### Challenge 1
Write out the stretch of the Immunity Debugger tutorial from "- Use Immunity" through "annotating the code.".
### Challenge 2
According to the Immunity Debugger tutorial, which key sets a software breakpoint?
### Challenge 3
Pick up the Immunity Debugger tutorial after its last sentence and keep writing it.

- Use Immunity Debugger to Analyze and Annotate Binary Code.
- Understand the Techniques for Self-Extraction in Code Segment.
- Computer Architecture
- Operating Systems Security
In this tutorial, we discuss several interesting techniques to analyze decoding/self-extraction functions, which are frequently used by malware to avoid static analysis. The basic approach we use here is to execute the malware step by step, and annotating the code.
We will examine the following functions in Max++ (simply set a breakpoint at each of the following addresses):
1.2 General Techniques
We recommend that you try your best to analyze the aforementioned functions first, before proceeding to section 2. In the following please find several useful IMM tricks:
- Annotating code: this is the most frequently used approach during a reverse engineering effort. Simply right click in the IMM code pane and select "Edit Comment", or press the ";" key.
- Labeling code: you could set a label at an address (applicable to both code and data segments). When this address is used in JUMP and memory loading instructions, its label will show up in the disassembly. You can use this to assign mnemonics to functions and variables. To label an address, right click in IMM code pane and select "Label".
- Breakpoints: to set up software breakpoints press F2. To set up hardware breakpoints, right click in code pane, and select Breakpoints->Hardware Breakpoint on Execution. At this moment, set soft breakpoints only.
- Jump in Code Pane: you can easily to any address in the code segment by right clicking in code pane and enter the destination address.
2. Analysis of Code Beginning at 0x00413BC2
As shown in Figure 1, there are four related instructions, POP ESI (located at 0x00413BC1), SUB ESI, 9 (located at 0x00413BC2), and the POP ESP and RETN instructions.

### Given information
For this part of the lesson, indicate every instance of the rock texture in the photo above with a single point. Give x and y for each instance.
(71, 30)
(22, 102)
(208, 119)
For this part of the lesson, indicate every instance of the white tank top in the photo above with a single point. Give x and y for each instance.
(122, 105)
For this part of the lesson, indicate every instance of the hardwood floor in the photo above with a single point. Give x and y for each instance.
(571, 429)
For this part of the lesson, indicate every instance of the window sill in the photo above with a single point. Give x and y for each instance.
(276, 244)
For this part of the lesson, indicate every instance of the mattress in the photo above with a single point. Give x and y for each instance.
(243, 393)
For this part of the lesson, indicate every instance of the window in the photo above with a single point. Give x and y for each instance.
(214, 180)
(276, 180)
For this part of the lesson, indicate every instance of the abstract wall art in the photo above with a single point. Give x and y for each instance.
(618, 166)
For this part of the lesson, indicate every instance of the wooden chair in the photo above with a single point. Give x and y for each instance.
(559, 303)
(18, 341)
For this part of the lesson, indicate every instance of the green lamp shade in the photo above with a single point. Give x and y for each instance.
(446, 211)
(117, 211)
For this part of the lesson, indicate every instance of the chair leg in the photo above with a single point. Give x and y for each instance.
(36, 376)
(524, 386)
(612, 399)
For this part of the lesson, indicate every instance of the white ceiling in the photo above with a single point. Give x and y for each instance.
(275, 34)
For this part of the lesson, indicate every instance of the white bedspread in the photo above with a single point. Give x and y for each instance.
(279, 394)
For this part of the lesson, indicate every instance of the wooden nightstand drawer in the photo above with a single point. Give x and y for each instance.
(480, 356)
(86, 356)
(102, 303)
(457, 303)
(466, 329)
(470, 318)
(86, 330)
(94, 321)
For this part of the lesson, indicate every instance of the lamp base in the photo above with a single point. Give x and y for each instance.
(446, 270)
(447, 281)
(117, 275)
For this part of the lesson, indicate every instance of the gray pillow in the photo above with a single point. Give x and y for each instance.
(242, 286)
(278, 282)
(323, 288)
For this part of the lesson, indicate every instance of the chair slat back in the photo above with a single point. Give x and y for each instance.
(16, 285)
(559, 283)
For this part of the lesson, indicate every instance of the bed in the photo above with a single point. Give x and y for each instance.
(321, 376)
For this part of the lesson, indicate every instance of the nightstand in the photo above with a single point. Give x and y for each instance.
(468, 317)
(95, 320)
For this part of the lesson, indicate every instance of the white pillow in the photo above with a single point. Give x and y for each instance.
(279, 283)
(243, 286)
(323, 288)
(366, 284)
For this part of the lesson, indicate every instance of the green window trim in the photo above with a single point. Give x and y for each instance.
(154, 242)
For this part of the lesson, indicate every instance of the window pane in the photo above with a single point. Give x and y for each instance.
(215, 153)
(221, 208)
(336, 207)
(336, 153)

### Written response 1
- Use Immunity Debugger to Analyze and Annotate Binary Code.
- Understand the Techniques for Self-Extraction in Code Segment.
- Computer Architecture
- Operating Systems Security
In this tutorial, we discuss several interesting techniques to analyze decoding/self-extraction functions, which are frequently used by malware to avoid static analysis. The basic approach we use here is to execute the malware step by step, and annotating the code.

### Written response 2
F2

### Written response 3
|Figure 1. Code Starting at 0x00413BC2|
As discussed in Tutorial 5, the RETN instruction (at 0x00413BC0) is skipped by the system when returning from INT 2D (at 0x00413BBE). Although it looks like the POP ESI (at 0x413BC1) is skipped, it is actually executed by the system. This results in that ESI now contains value 0x00413BB9 (which is pushed by the instruction CALL 0x00413BB9 at 0x00413BB4). Then the SUB ESI, 9 instruction at 0x00413BC2 updates the value of ESI to 0x00413BB0. Then the next LODS instruction load the memory word located at 0x00413BB0 into EAX (you can verify that the value of EAX is now 0). Then it pops the top element in the stack into EBP, and returns. The purpose of the POP is to simply enforce the execution to return (2 layers) back to 0x413BDD.
Note that if the INT 2D has not caused any byte scission, i.e., the RETN instruction at 0x00413BD7 will lead the execution to 0x413A40 (the IRETD instruction). IRETD is the interrupt return instruction and cannot be run in ring3 mode (thus causing trouble in user level debuggers such as IMM). From this you can see the purpose of the POP EBP instruction at 0x413BC6.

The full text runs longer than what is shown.